## Goal of the exercise
Your response must be an exact transcription of the lines from the one containing "Can you see the black fender" through the final line of the data.

===== Dataset excerpts =====

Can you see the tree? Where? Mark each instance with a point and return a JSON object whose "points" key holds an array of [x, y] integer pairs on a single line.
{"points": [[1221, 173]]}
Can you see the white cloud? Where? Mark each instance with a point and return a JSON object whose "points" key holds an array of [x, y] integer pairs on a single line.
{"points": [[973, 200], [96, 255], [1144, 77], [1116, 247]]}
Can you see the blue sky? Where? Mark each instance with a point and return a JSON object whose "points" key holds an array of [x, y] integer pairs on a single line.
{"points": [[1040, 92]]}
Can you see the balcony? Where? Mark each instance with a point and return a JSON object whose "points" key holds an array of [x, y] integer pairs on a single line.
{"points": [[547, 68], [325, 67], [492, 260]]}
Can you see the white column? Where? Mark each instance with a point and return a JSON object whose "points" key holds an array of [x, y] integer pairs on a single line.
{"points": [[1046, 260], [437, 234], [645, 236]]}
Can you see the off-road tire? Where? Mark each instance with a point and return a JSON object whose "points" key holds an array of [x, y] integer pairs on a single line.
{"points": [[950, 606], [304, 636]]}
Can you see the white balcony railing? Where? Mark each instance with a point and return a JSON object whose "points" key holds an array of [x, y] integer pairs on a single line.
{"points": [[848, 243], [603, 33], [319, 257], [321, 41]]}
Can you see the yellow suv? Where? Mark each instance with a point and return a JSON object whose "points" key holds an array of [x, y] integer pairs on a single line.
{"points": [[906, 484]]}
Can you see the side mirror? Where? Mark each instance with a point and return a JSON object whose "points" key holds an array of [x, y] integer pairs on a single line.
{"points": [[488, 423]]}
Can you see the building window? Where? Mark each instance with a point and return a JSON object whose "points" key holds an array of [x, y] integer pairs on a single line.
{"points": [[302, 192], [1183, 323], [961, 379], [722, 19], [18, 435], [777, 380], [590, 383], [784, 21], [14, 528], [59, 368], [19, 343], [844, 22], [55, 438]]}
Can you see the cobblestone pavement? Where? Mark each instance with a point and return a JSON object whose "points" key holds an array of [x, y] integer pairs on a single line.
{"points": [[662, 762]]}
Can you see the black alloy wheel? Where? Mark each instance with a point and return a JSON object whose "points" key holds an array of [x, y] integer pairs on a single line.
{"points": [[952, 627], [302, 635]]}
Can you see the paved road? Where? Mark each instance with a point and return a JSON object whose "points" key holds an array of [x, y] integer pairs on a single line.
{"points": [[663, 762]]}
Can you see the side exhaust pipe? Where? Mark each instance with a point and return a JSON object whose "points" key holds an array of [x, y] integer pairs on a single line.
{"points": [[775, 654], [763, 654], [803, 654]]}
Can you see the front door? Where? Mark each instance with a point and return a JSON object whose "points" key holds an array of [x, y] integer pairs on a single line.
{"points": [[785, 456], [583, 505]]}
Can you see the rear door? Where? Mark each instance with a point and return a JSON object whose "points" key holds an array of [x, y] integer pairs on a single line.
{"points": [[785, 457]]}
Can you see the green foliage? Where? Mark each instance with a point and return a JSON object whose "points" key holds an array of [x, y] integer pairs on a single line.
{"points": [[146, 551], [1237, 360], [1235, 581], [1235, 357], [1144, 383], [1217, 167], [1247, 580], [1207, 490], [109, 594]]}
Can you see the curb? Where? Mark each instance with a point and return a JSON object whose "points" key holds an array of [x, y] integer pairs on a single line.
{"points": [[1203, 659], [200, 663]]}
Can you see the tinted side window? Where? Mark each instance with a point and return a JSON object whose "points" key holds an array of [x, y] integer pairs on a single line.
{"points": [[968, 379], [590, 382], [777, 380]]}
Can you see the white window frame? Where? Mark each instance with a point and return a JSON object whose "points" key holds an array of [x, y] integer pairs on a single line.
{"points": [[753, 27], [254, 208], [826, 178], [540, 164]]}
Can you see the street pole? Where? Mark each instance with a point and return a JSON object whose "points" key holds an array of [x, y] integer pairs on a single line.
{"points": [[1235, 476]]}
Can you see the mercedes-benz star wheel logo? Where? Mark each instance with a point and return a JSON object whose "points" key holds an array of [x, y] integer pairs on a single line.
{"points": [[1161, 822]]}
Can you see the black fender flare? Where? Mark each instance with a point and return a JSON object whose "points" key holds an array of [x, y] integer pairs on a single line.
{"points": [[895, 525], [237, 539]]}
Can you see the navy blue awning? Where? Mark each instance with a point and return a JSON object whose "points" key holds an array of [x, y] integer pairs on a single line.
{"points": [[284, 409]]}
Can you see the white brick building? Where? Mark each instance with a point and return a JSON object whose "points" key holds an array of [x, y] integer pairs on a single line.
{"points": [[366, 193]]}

=====

## Response box
Can you see the black fender flare? Where? Mark each instance with a point and return a JSON object whose "points" key holds an array of [x, y] integer pairs on a single line.
{"points": [[895, 525], [237, 539]]}
Can you see the navy blue awning? Where? Mark each instance with a point and return a JSON object whose "points" key holds an array of [x, y] integer pairs on a single line.
{"points": [[284, 409]]}
Can you see the white brick building? Where? Mark each instance with a point and return a JSON object whose "points" key holds an array of [x, y] integer pairs on a single line.
{"points": [[366, 193]]}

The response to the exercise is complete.